(Selected text Opens)
Biodiverse for microbial ecology data

58 views
Skip to first unread message

Rebecca Prescott

unread,
Jan 5, 2021, 6:23:20 PM1/5/21
to Biodiverse Users
Aloha, 
I have a dataset that are microbial 16S rRNA sequences from a number of caves in Hawaii. I am interested using randomization routines, NTI, etc...to look at community structure endemism levels within these sites. We have spatial coordinates for each cave, but typically this data is listed as samples or sites (caves). First question: do I have to have x and y coordinates in the base data file? If not, do you have an example file of something that does not have that dat included? I do have a rooted phylogenetic tree (.tre file) and I have the abundance (frequency) of each given sequence in a sample. There are multiple samples within a cave. 

Just wondering if I am barking up a tree I can use! :) I think the maps would be great tools maybe for truly large scale microbial data, but not sure it will work for 10 caves. 

Thanks in advance for any assistance! 

Cheers
Becks

Shawn Laffan

unread,
Jan 5, 2021, 7:46:04 PM1/5/21
to biodiver...@googlegroups.com
Hello Becks,

Bidiverse will work for non-spatial data.  The main caveat is that you cannot run spatial conditions that use distances. 

An example is where we used word lists to analyse language distributions in Jones & Laffan (2006) - https://doi.org/10.1111/j.1467-968X.2008.00209.x

To analyse the data you can leave the spatial conditions as the default "sp_self_only()" (for spatial analyses) and "sp_select_all()" for cluster and region group analyses.  There are also text matching conditions that could be used such as sp_match_regex() and sp_match_text() - https://github.com/shawnlaffan/biodiverse/wiki/SpatialConditions

The plots of the results will be based on a natural sort of the group names, with one cell per group.  This can be difficult to interpret for large amounts of data, but for 10 items should not be an issue.  (More details about natural sorts are at https://en.wikipedia.org/wiki/Natural_sort_order ).


To import the data you can specify "text_group" when allocating column types.
(Selected text Closes)
(Data to examine Opens)
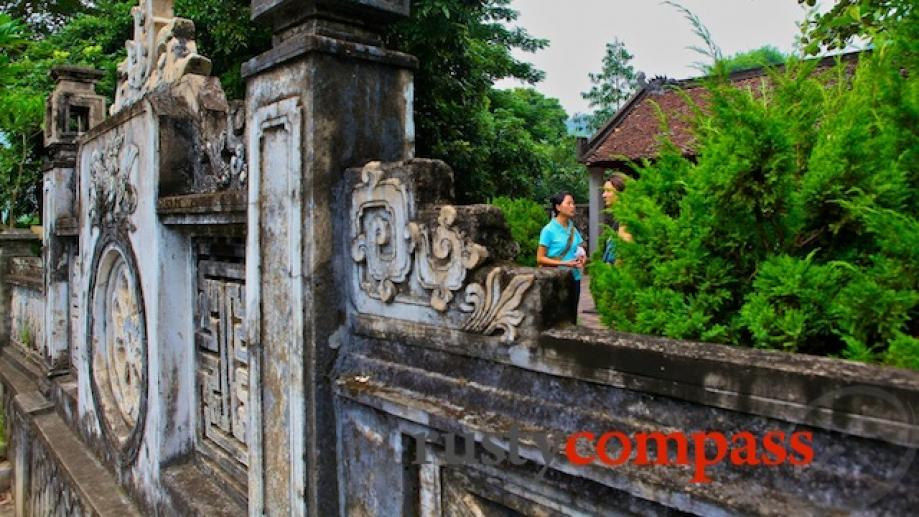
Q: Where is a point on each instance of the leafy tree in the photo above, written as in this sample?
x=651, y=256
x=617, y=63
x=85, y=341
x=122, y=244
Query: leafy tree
x=529, y=153
x=43, y=16
x=525, y=218
x=797, y=225
x=756, y=58
x=711, y=50
x=20, y=117
x=226, y=36
x=848, y=19
x=463, y=47
x=612, y=86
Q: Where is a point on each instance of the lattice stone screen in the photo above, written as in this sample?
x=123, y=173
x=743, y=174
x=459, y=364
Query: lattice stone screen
x=223, y=363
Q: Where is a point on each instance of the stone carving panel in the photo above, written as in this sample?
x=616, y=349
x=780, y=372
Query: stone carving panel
x=227, y=152
x=381, y=244
x=112, y=196
x=117, y=345
x=442, y=257
x=397, y=254
x=163, y=51
x=223, y=358
x=49, y=494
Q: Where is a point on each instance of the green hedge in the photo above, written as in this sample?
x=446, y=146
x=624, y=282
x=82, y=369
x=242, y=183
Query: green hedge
x=797, y=226
x=526, y=219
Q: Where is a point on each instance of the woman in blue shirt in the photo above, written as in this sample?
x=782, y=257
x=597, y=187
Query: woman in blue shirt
x=559, y=240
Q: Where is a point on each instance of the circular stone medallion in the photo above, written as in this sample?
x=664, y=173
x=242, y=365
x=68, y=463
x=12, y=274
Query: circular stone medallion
x=117, y=347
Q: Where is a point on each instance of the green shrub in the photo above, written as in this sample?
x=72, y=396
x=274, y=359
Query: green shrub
x=526, y=219
x=796, y=227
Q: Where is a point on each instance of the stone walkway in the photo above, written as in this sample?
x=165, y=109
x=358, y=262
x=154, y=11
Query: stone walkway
x=587, y=311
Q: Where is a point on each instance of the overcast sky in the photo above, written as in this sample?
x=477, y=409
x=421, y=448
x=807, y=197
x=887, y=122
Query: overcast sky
x=656, y=34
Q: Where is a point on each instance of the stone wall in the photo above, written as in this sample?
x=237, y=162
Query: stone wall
x=276, y=308
x=27, y=305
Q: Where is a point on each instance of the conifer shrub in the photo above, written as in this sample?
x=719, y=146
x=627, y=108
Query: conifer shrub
x=525, y=218
x=797, y=225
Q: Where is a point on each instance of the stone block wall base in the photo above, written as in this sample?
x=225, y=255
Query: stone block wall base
x=54, y=473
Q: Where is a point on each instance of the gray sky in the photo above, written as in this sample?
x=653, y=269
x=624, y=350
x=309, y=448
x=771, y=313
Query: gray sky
x=656, y=34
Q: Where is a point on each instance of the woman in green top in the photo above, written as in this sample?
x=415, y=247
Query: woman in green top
x=559, y=240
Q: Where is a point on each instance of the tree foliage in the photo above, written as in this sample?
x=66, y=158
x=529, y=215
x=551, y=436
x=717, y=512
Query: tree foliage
x=797, y=228
x=764, y=56
x=525, y=218
x=612, y=86
x=848, y=19
x=498, y=143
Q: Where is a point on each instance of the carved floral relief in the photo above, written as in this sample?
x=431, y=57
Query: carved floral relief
x=494, y=308
x=442, y=257
x=391, y=251
x=112, y=197
x=381, y=246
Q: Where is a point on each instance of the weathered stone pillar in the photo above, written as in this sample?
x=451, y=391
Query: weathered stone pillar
x=596, y=205
x=71, y=109
x=325, y=98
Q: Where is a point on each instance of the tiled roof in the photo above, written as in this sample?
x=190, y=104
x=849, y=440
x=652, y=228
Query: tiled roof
x=632, y=133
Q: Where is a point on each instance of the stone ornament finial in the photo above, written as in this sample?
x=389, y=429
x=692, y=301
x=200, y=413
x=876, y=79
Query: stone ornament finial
x=112, y=197
x=495, y=309
x=405, y=257
x=163, y=51
x=442, y=257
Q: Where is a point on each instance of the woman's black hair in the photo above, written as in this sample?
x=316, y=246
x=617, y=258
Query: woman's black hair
x=557, y=200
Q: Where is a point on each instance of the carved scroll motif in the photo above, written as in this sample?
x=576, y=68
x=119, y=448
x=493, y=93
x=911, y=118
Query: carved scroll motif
x=112, y=197
x=381, y=244
x=163, y=51
x=228, y=152
x=443, y=256
x=495, y=309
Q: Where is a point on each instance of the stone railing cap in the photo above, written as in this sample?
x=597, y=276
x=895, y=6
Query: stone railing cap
x=366, y=10
x=76, y=73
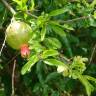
(Data to examine Closes)
§ Exercises:
1. What is the main caveat the reply in the Biodiverse forum thread gives about using Biodiverse with non-spatial data?
2. Pick up the Biodiverse forum thread after its last sentence and continue the reply about importing the cave data.

§ Results for each task:
1. You cannot run spatial conditions that use distances.

2.
An example structure would look like this, with as many other columns as you need (i.e. you might have separate columns for family, genus and species) or perhaps some that are not needed.  You can also have more than one text column to define the groups.

cave_name,spp_name
cave1,sp1
cave1,sp2
cave2,sp1
cave2,sp3


In terms of endemism levels, be aware that the ranges will be in units of caves.  If they are similar sizes then it is not a big issue.   Ten caves is also unlikely to span the full range of the taxa being studied, but such undersampling affects almost all endemism analyses. 


WRT the randomisations and NRI/NTI, the NRI and NTI indices include a randomisation process so do not need to then be further randomised.  If you want to use some of the constrained randomisations with text based conditions then use the MPD/MNTD indices directly. 


Regards,
Shawn.
--
You received this message because you are subscribed to the Google Groups "Biodiverse Users" group.
To unsubscribe from this group and stop receiving emails from it, send an email to biodiverse-use...@googlegroups.com.
To view this discussion on the web visit https://groups.google.com/d/msgid/biodiverse-users/62a3eeaa-c1e3-4c53-a600-bb813b966f94n%40googlegroups.com.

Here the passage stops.